### Given request
Please count the lines in the records below that contain the word "dress", treating uppercase and lowercase as different, and reply with only that number.
-- Start of Exercise input --
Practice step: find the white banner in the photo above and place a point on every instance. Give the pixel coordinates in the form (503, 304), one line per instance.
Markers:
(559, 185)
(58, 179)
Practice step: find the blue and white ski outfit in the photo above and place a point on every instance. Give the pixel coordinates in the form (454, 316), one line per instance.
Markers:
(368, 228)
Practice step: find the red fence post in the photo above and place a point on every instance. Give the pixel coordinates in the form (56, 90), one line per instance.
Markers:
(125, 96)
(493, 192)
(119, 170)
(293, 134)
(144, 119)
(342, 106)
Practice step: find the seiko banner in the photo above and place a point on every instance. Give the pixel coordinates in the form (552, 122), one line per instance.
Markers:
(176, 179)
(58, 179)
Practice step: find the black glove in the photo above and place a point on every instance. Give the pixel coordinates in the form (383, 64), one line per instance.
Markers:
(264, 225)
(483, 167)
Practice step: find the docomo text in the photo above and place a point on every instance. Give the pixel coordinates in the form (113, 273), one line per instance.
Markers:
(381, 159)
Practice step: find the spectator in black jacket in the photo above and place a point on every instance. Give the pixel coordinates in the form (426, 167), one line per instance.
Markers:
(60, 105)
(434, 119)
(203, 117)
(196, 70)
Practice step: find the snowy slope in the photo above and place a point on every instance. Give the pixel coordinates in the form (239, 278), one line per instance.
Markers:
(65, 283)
-- End of Exercise input --
-- Start of Exercise input --
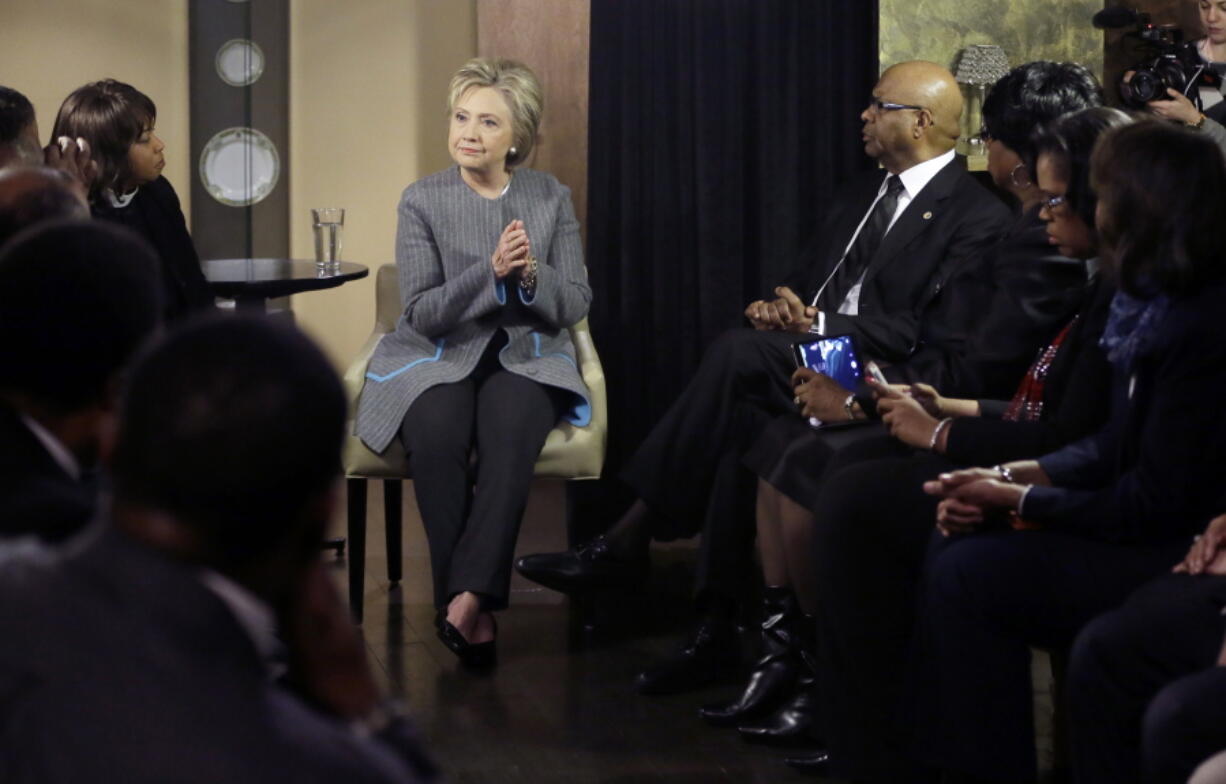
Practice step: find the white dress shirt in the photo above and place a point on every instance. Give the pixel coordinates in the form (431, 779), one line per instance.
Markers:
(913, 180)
-- End of Exercise input --
-- Start of Exercise input --
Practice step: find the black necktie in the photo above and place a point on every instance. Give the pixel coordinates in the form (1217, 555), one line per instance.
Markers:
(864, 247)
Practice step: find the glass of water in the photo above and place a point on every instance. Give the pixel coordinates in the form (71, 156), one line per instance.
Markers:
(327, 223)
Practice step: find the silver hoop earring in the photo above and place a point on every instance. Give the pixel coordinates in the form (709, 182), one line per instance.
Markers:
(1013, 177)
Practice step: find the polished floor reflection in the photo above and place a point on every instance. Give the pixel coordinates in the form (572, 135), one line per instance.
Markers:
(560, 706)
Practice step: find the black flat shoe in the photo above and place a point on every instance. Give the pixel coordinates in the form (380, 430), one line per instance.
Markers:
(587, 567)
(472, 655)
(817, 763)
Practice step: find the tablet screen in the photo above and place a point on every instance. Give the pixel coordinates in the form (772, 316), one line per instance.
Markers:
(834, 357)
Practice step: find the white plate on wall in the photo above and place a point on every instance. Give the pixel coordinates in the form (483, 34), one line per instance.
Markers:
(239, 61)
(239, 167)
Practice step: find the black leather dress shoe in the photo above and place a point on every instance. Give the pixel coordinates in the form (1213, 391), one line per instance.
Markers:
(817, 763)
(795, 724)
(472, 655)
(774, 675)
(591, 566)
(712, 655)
-- End of Exercise input --
### Result for this exercise
2